◆ **Excerpt to read**
%%

James Joyce. Ulysses (Page 273)

In the previous Blogpost, Barney Kiernan’s Pub,  I noted comments from Anthony Burgess that a knowledge of the city is not necessarily the key to understanding the works of Joyce. He is also concerned about too much being made of the biographical information that influenced Joyce’s writings.

In certain countries of the Far East, American films – even the most bizarre and fanciful – are taken for actuality, not fiction. Readers of Joyce in the West are sometimes no more sophisticated: they are more concerned with the biography of A Portrait than with the art, and they welcome Stephen Hero as a source of elucidation and gap-filling. This is desperately wrong.

Anthony Burgess. Re Joyce (Page 59)

One of that things that is interesting in the writings of James Joyce is his interweaving of facts into his fiction and the joy one can have teasing out their effects. I have previously quoted the Love loves to love list from the Cyclops episode of Ulysses in the blogpost about M’intosh and speculating that he is Mr. Duffy from the Dubliners story, A Painful Case. In Stanislaus Joyce’s book My Brother’s Keeper, James Joyce’s Early Years, Stanislaus points out (page 54) that he is the model for Mr. Duffy.

Our house was well down the lane and we had to run the gauntlet of the unwashed every evening coming home from school. In the end I had a fight with one of the most active of the cat-callers, a little red-headed rough-neck, who rejoiced in the sobriquet of Pisser Duffy. It was late in the afternoon, and the loungers from the cottages, and even the women, stood around without interfering. In the imaginary portrait for which I served as model. ‘A Painful Case’, my brother has given me the name of Duffy.

Joyce loves lists and in the middle of the Love loves to love list, as well as the man in the brown mackintosh, Joyce notes Jumbo, the elephant, loves Alice, the elephant.

%%

◆ **To be done**
**1.** In the passage on Joyce and his sources, what nickname did the red-headed cat-caller go by?
**2.** From the passage on Joyce and his sources, return word for word the stretch that begins at the words "Anthony Burgess. Re" and stops after the words "for Mr. Duffy.".
**3.** Resume the passage on Joyce's weaving of fact into fiction from the point where it stops.

◆ **Raw data**
%%

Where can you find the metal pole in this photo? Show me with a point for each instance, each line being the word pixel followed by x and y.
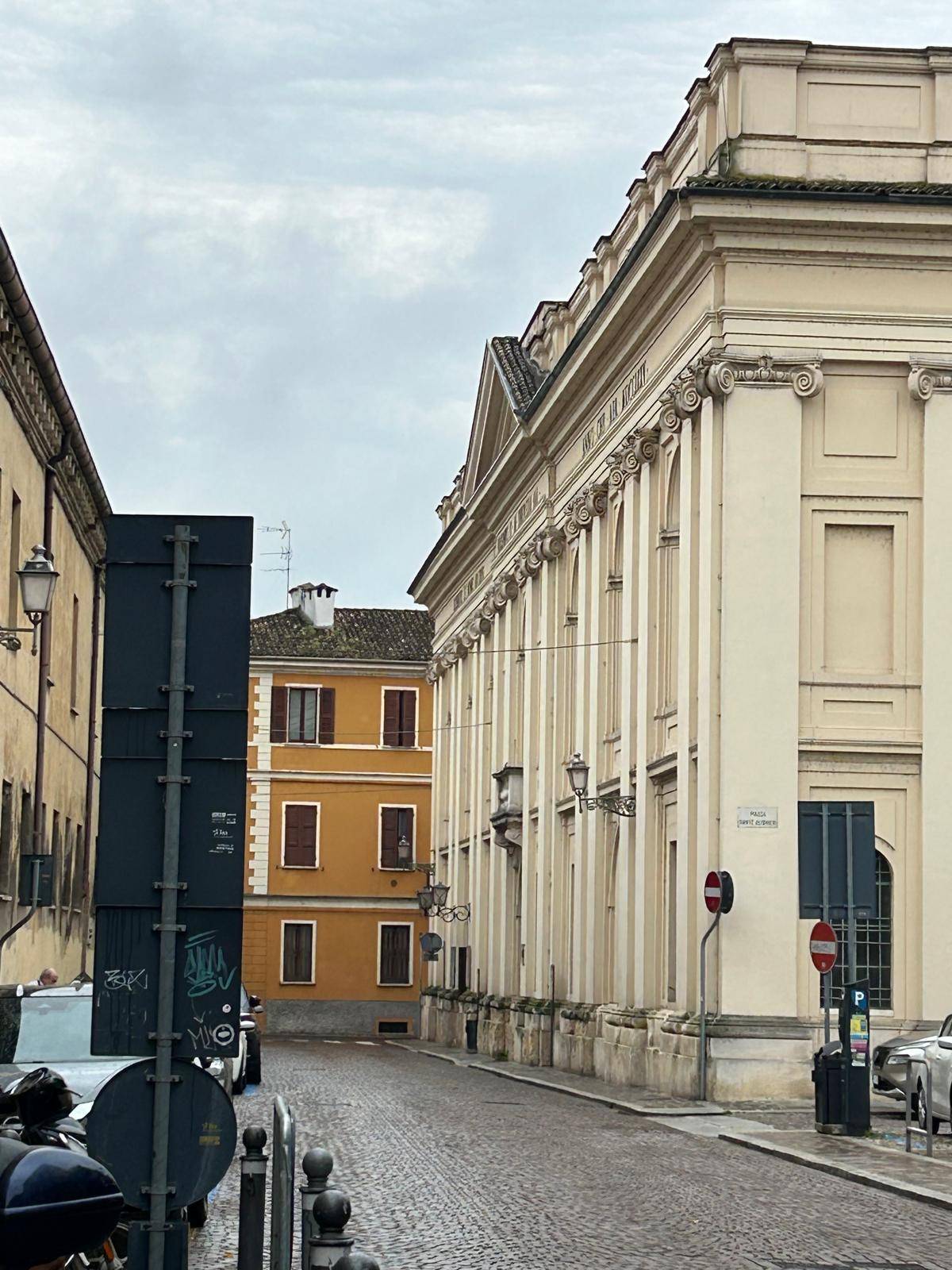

%%

◆ **Written responses**
**1.** Pisser Duffy

**2.**
Anthony Burgess. Re Joyce (Page 59)

One of that things that is interesting in the writings of James Joyce is his interweaving of facts into his fiction and the joy one can have teasing out their effects. I have previously quoted the Love loves to love list from the Cyclops episode of Ulysses in the blogpost about M’intosh and speculating that he is Mr. Duffy from the Dubliners story, A Painful Case. In Stanislaus Joyce’s book My Brother’s Keeper, James Joyce’s Early Years, Stanislaus points out (page 54) that he is the model for Mr. Duffy.

**3.**
In A Portrait, the figure of Dante appears in the early chapters. Dante, likely to be named after a Dublin child’s way of saying “the auntie” is based on a Mrs. Conway. Stanislaus writes of her unhappy marriage. She had entered a convent, but before her final vows were taken, a brother died and left her a lot of money. She left the convent and got married to a man who at a later date, ran off to Buenos Aires with most of her fortune, never to be seen by her again. Stanislaus writes,

In an elephantine attempt to be playful, his wife wrote to him, quoting a popular song of the time:

Jumbo said to Alice:
‘I love you’
Alice said to Jumbo:
‘I don’t believe you do:
For if you really loved me,
As you say you do,
You’d never go to Yankee town
And leave me in the zoo’

This pachydermatous frolicsomeness so outraged his sense of propriety that after a last indignant letter he never wrote to her again, and she lost all trace of him.

Stanislaus Joyce. My Brother’s Keeper (Page 9)

Knowing this section from Stanislaus’ book helps in understanding the passage in Ulysses and adds to the layers of meaning, which, though not remotely essential, leads to a richer understanding of the book.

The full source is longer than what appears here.